Excerpt
On a related point - The BBC has made a radio program about the German solar / renewables moves. The program is about how a town has apparently switched over completely to renewables.

It is interesting (I haven't listened yet, I mean the idea rather than the program) from a concept point of view, and also the costs and issues with reliability. It will also be interesting (from the program point of view) if they cover that aspect.

The program is here (you might need a proxy which pretends you are in the UK to listen) - I have a downloaded MP3 version.

BBC iPlayer - Costing the Earth: Berlin's Big Gamble

Quote:
It's an environmental experiment on an unprecedented scale. Germany's political parties have agreed to close the country's nuclear power stations and slash its use of coal, oil and gas. But can the industrial powerhouse of Europe really continue to churn out the BMWs and Mercedes on a meagre diet of wind and solar energy?

In the first of a new series of 'Costing the Earth' Tom Heap travels to Berlin to meet the politicians of right and left who share a vision for a green Germany and the industrialists who fear that blind optimism has replaced logic at the heart of government.

Study material

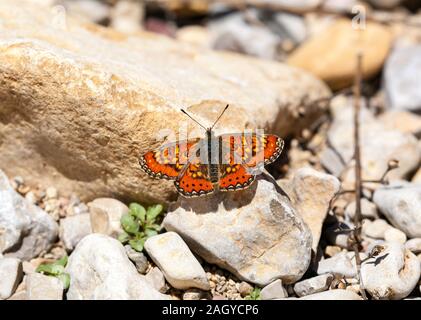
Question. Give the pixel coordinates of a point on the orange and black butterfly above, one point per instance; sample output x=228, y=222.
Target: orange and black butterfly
x=227, y=162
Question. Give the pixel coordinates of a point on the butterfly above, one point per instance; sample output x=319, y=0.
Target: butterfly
x=227, y=162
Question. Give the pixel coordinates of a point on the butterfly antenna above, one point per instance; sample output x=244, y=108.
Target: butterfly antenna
x=184, y=111
x=226, y=107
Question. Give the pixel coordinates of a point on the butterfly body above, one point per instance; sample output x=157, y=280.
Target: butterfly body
x=227, y=162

Work instructions
• a. In the post about the BBC program, who travels to Berlin in the first episode of the new 'Costing the Earth' series?
• b. Render this sentence from the post about the BBC program in Spanish: "It's an environmental experiment on an unprecedented scale."
• c. Pick up the post about the BBC program after its last sentence and write what comes next.
The listing that comes after the post about the BBC program was taken from a separate source.

Task-by-task outputs
• a. Tom Heap.

• b. Es un experimento medioambiental a una escala sin precedentes.

• c.
Tom visits Feldheim, a tiny village that produces enough wind power to run a city and talks to the activists who plan to take over the entire electricity grid of Berlin and run the capital on alternative energy. Their enthusiasm is infectious but could the reality be power cuts and the departure of the industrial giants to the US and the Far East?

The stakes are high. If the plan they've christened the Energiewende, or energy transformation, succeeds, then Germany will have created a low-carbon model for the UK and the rest of the industrialised world. If it fails Germany could lose its place as an economic superpower.
It will also be interesting it they mention how this is supposed to power German industry (steel, aluminium, cars, trains etc.) and also whether the generating infrastructure is locally made or from China.